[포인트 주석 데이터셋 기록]

== == ==

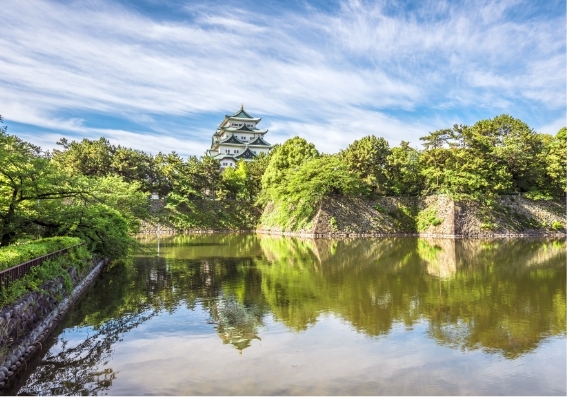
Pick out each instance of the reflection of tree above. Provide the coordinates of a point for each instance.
(81, 370)
(500, 295)
(236, 323)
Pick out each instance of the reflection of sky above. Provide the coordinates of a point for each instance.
(181, 354)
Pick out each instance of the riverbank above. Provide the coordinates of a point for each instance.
(341, 216)
(27, 323)
(431, 216)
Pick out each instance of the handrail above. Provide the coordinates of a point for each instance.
(16, 272)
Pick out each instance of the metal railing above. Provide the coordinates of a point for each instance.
(16, 272)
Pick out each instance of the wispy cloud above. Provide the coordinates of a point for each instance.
(327, 75)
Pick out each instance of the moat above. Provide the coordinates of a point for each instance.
(258, 314)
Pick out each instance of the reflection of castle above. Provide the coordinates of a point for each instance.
(236, 324)
(238, 138)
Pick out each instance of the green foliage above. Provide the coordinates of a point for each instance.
(367, 158)
(403, 171)
(380, 209)
(297, 197)
(285, 158)
(404, 218)
(58, 267)
(334, 223)
(554, 158)
(426, 218)
(13, 255)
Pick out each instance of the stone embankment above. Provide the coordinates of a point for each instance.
(431, 216)
(26, 324)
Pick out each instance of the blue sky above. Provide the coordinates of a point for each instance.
(160, 75)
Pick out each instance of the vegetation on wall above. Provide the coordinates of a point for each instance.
(98, 192)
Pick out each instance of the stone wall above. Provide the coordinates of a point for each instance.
(433, 216)
(26, 324)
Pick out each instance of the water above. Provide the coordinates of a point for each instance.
(247, 314)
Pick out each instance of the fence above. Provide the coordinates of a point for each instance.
(19, 271)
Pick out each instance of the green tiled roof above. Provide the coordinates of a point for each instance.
(259, 141)
(232, 139)
(247, 154)
(241, 113)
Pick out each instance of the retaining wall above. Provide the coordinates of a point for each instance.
(26, 324)
(512, 216)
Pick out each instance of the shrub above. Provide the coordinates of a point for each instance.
(13, 255)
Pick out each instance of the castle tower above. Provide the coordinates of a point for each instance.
(238, 138)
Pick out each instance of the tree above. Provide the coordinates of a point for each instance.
(26, 177)
(555, 162)
(297, 197)
(511, 143)
(89, 158)
(367, 159)
(403, 171)
(289, 156)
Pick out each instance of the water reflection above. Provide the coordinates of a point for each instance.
(501, 297)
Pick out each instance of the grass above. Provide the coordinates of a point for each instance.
(13, 255)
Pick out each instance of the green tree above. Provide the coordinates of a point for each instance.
(510, 142)
(367, 159)
(403, 171)
(555, 160)
(289, 156)
(88, 157)
(297, 197)
(26, 178)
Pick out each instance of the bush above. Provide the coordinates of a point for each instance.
(13, 255)
(51, 269)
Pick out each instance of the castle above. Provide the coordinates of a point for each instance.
(238, 138)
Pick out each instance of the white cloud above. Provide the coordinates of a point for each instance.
(311, 73)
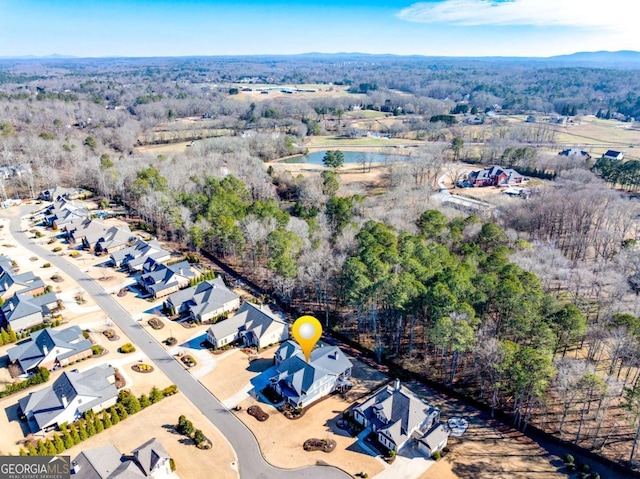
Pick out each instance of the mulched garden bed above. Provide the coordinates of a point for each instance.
(156, 323)
(111, 335)
(291, 412)
(258, 413)
(188, 360)
(142, 368)
(324, 445)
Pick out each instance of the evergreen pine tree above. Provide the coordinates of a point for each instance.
(156, 395)
(122, 412)
(82, 431)
(42, 449)
(91, 426)
(67, 440)
(115, 419)
(51, 448)
(75, 436)
(57, 440)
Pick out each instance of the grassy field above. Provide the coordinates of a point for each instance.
(366, 114)
(315, 143)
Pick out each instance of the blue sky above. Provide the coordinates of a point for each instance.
(95, 28)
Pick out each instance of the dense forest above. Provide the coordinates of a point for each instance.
(528, 306)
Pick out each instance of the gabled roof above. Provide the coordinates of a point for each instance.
(149, 454)
(69, 342)
(323, 361)
(107, 463)
(162, 276)
(98, 463)
(204, 297)
(254, 318)
(138, 253)
(27, 281)
(434, 437)
(89, 229)
(113, 237)
(21, 305)
(401, 412)
(92, 385)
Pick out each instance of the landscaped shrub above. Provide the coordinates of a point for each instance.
(127, 348)
(169, 391)
(42, 376)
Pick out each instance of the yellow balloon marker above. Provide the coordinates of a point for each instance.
(306, 331)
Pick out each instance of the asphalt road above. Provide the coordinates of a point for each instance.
(252, 464)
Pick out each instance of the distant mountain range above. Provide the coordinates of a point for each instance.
(605, 59)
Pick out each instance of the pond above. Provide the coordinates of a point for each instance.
(315, 158)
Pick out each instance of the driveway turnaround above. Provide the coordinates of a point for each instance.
(252, 464)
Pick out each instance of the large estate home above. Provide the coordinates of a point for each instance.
(496, 176)
(203, 302)
(69, 397)
(134, 257)
(23, 311)
(399, 418)
(302, 383)
(252, 325)
(50, 348)
(148, 460)
(160, 280)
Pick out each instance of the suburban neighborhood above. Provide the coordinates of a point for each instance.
(204, 320)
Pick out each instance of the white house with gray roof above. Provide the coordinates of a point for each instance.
(252, 325)
(204, 301)
(70, 396)
(399, 417)
(23, 311)
(134, 257)
(49, 348)
(301, 382)
(106, 462)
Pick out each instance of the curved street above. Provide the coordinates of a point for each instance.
(252, 464)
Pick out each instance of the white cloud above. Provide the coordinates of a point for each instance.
(611, 15)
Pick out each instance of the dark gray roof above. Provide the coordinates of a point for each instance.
(114, 237)
(435, 436)
(98, 463)
(107, 463)
(149, 454)
(402, 411)
(323, 361)
(47, 404)
(203, 298)
(257, 319)
(27, 281)
(29, 354)
(161, 276)
(139, 252)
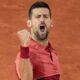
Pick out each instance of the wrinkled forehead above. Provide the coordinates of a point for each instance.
(40, 11)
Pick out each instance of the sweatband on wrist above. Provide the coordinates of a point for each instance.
(24, 52)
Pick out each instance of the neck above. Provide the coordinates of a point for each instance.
(44, 42)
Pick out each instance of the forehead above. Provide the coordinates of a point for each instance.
(39, 11)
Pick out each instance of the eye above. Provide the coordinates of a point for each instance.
(46, 16)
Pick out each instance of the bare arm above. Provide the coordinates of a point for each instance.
(25, 67)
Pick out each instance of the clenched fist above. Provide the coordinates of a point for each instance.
(24, 36)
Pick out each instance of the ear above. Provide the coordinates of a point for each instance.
(51, 23)
(29, 23)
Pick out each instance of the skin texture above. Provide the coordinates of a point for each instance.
(40, 17)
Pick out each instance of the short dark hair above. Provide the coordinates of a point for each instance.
(38, 4)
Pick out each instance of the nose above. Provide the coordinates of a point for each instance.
(42, 19)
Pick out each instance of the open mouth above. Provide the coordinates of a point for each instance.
(42, 28)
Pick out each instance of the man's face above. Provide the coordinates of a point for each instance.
(40, 23)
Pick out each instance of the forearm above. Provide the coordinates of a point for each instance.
(26, 71)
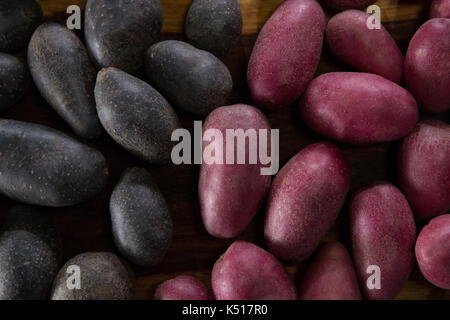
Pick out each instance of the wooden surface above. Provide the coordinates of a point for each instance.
(87, 227)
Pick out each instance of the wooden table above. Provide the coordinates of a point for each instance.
(87, 227)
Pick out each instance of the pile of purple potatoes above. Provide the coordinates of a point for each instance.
(93, 87)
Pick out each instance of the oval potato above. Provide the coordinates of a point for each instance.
(358, 108)
(383, 233)
(304, 201)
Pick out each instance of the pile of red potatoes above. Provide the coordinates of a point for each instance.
(303, 200)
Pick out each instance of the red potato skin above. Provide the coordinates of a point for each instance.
(231, 194)
(383, 233)
(247, 272)
(182, 288)
(371, 51)
(358, 108)
(330, 276)
(304, 201)
(440, 9)
(340, 5)
(427, 66)
(286, 53)
(424, 169)
(433, 251)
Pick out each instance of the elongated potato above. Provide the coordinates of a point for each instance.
(42, 166)
(372, 51)
(358, 108)
(182, 288)
(433, 251)
(330, 276)
(383, 234)
(304, 201)
(427, 67)
(339, 5)
(141, 222)
(247, 272)
(62, 71)
(440, 9)
(135, 115)
(286, 53)
(231, 194)
(191, 79)
(424, 169)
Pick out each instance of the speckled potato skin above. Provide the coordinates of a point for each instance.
(247, 272)
(104, 276)
(440, 9)
(135, 115)
(286, 53)
(62, 72)
(358, 108)
(182, 288)
(14, 81)
(191, 79)
(141, 222)
(383, 233)
(340, 5)
(27, 266)
(231, 194)
(32, 220)
(214, 25)
(433, 251)
(427, 66)
(423, 169)
(371, 51)
(304, 201)
(118, 32)
(18, 19)
(42, 166)
(330, 276)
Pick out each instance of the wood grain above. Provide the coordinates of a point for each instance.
(87, 227)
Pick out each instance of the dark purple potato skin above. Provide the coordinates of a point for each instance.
(135, 115)
(119, 32)
(27, 266)
(340, 5)
(14, 81)
(61, 70)
(32, 220)
(383, 233)
(191, 79)
(42, 166)
(18, 19)
(214, 26)
(141, 221)
(104, 276)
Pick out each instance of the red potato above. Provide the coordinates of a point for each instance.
(427, 66)
(339, 5)
(424, 169)
(358, 108)
(231, 194)
(433, 251)
(372, 51)
(383, 234)
(440, 9)
(330, 276)
(304, 201)
(182, 288)
(286, 53)
(247, 272)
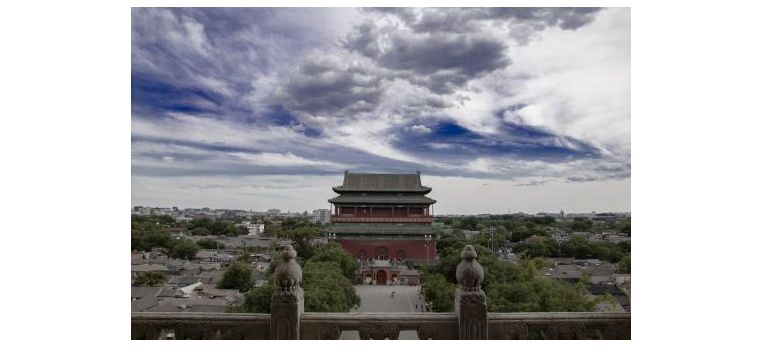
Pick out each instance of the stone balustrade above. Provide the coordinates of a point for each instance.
(470, 320)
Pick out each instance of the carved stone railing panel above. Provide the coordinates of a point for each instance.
(559, 326)
(379, 331)
(379, 326)
(437, 326)
(200, 326)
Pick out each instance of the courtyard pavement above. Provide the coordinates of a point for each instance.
(378, 299)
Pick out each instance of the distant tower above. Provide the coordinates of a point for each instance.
(384, 217)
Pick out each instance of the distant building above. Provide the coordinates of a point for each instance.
(384, 217)
(253, 228)
(322, 215)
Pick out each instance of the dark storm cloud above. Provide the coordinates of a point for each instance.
(326, 87)
(444, 49)
(441, 62)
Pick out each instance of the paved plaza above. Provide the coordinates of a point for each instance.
(378, 299)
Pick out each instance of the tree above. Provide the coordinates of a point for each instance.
(334, 253)
(624, 265)
(581, 224)
(184, 249)
(150, 278)
(328, 284)
(257, 300)
(327, 290)
(237, 276)
(145, 240)
(509, 287)
(200, 231)
(210, 244)
(439, 293)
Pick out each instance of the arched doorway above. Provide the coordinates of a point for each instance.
(382, 253)
(381, 277)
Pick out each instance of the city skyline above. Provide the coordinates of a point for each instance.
(502, 110)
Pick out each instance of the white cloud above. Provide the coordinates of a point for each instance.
(420, 129)
(281, 160)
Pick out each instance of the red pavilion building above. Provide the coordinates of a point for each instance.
(384, 220)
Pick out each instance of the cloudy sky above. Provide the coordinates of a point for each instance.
(502, 110)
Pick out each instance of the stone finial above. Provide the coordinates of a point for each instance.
(288, 274)
(469, 273)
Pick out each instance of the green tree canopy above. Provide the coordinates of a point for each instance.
(237, 276)
(145, 240)
(210, 244)
(333, 253)
(150, 278)
(624, 265)
(328, 283)
(183, 249)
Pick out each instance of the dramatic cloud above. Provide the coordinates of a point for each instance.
(517, 98)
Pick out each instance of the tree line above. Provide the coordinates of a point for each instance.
(328, 283)
(509, 287)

== == ==

## [과제 목표]
위의 행 중 "Pick out each instance of the stone finial"이 들어 있는 행부터 마지막 행까지, 양 끝을 포함해 그대로 다시 적으세요.

## [출력 결과]
Pick out each instance of the stone finial above. Provide the coordinates of a point for each instance.
(288, 274)
(469, 273)
Pick out each instance of the green tree canopy above. Provide the coordinates of a point for each instance.
(237, 276)
(145, 240)
(210, 244)
(333, 253)
(150, 278)
(624, 265)
(328, 283)
(183, 249)
Pick out each instance of the dramatic cloud above. Provide the coordinates of a point for each instance.
(517, 98)
Pick out each instance of the tree line above. Provide the coordinates of a point for each instance.
(328, 283)
(509, 287)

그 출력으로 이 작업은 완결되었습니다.